Now it looks like the same thing could happen with robotics.
Last week, Politico reported that Commerce Secretary Howard Lutnick has been meeting with robotics CEOs behind closed doors.

Sources described him as “all in” on accelerating the sector. The article also hinted at something even bigger.
The Trump administration is considering a formal executive order on robotics in 2026.
And I’m all for it. Here’s why…
Artificial intelligence is the most powerful new tool the world has seen in decades.
But I don’t believe we’ll be able to reshape the economy with AI alone. At some point, intelligence has to reach into the physical world. It has to be able to build, move, lift, assemble and do all the things humans can do… and more.
Robots are the body for AI’s brains. Which is exactly why a national plan for robotics makes sense right now.
And I believe the timing of this “leak” isn’t an accident.

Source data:
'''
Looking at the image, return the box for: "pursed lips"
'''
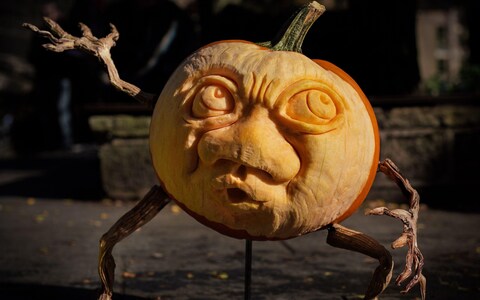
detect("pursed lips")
[212,174,268,203]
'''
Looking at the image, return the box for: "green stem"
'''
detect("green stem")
[258,1,325,53]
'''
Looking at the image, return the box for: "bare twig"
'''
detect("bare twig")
[366,158,427,299]
[23,17,156,107]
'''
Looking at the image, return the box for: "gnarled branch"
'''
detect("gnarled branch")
[23,17,156,107]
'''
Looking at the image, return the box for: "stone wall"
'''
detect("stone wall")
[90,99,480,208]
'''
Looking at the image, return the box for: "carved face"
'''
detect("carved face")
[150,41,378,239]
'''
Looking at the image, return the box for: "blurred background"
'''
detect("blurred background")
[0,0,480,211]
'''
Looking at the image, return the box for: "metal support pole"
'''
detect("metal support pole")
[244,239,252,300]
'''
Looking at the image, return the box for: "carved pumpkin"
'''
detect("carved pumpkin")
[150,1,379,240]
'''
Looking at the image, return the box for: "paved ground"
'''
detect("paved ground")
[0,149,480,300]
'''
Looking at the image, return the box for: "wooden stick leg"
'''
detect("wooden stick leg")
[98,186,170,300]
[327,224,393,299]
[367,158,427,299]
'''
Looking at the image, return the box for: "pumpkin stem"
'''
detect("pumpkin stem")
[258,1,325,53]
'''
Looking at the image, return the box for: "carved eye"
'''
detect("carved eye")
[275,80,345,134]
[286,90,337,125]
[192,85,235,118]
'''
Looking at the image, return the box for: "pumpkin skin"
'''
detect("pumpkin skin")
[150,41,379,240]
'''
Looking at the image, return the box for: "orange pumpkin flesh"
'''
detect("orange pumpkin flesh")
[150,2,379,240]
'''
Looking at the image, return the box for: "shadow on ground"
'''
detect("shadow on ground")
[0,149,105,200]
[0,283,146,300]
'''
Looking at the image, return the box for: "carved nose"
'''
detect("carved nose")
[198,107,300,183]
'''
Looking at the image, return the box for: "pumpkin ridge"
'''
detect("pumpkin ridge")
[313,59,380,223]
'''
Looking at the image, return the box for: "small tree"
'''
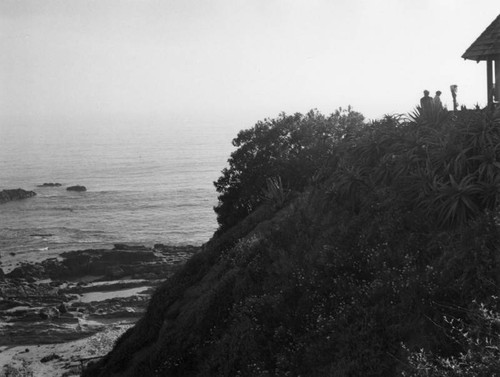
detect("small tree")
[214,107,364,231]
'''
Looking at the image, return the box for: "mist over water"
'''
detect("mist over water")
[0,119,237,261]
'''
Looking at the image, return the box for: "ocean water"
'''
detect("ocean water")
[0,123,237,266]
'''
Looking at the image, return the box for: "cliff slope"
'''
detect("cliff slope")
[83,107,500,377]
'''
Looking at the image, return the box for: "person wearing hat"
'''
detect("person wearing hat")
[420,90,432,111]
[432,90,443,111]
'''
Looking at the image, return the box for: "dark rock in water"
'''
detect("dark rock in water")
[113,243,151,251]
[40,353,61,363]
[0,189,36,204]
[104,266,126,279]
[66,185,87,192]
[57,302,68,314]
[38,307,60,319]
[37,183,61,187]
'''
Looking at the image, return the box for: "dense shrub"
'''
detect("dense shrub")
[214,108,363,232]
[86,106,500,376]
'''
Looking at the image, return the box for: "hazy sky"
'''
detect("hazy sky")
[0,0,500,128]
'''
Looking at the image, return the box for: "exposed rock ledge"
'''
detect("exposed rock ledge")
[0,189,36,204]
[66,185,87,191]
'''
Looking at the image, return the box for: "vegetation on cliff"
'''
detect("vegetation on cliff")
[84,106,500,376]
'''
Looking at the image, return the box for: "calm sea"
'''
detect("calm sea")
[0,120,237,266]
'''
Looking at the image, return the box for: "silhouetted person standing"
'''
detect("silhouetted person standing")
[420,90,432,112]
[433,90,443,111]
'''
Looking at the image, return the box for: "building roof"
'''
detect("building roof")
[462,15,500,61]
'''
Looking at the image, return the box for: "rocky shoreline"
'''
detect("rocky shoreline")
[0,244,200,374]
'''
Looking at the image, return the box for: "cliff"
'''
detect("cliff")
[83,107,500,377]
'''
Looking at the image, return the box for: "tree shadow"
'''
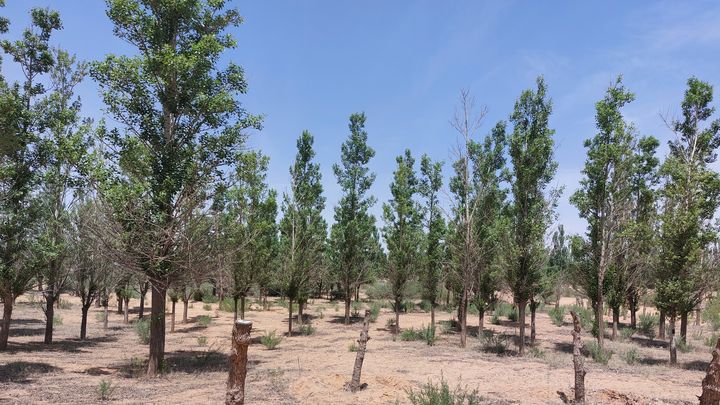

TASKS FOR THIS EXERCISE:
1. Answer these questions using the passage on robotics policy:
(a) Which outlet reported that Commerce Secretary Howard Lutnick has been meeting with robotics CEOs?
(b) What is the Trump administration considering for 2026?
(c) What does the writer say robots are for AI's brains?
2. Write the next part of the passage on robotics policy, picking up after its final sentence.

RESPONSES TO THE TASKS:
1.
(a) Politico
(b) A formal executive order on robotics
(c) The body

2.
As we’ve talked about many times before, robotics adoption is rising fast. In 2023, companies around the globe installed roughly 541,000 industrial robots, and by 2024 the total number of robots in use worldwide had grown past 4.6 million.

That progress has pushed global robot density — measured as robots per 10,000 manufacturing workers — to an all-time high of 162. Meaning, the world averages about 162 robots for every 10,000 manufacturing workers.
In the United States, that number is a little higher at around 197 robots per 10,000 workers. Which might sound good at first, but the gap between the U.S. and the world’s most automated economies is huge.
Leading nations such as South Korea now deploy more than 1,000 robots per 10,000 workers.
In other words, even as the robotics tide rises everywhere, the gap between the U.S. and top adopters is growing.
If the White House wants to close that gap, an executive order could turn robotics into a national priority overnight.
Of course, this wouldn’t happen in a vacuum. Tesla has said its Optimus robot could one day become more valuable than every other Tesla product combined.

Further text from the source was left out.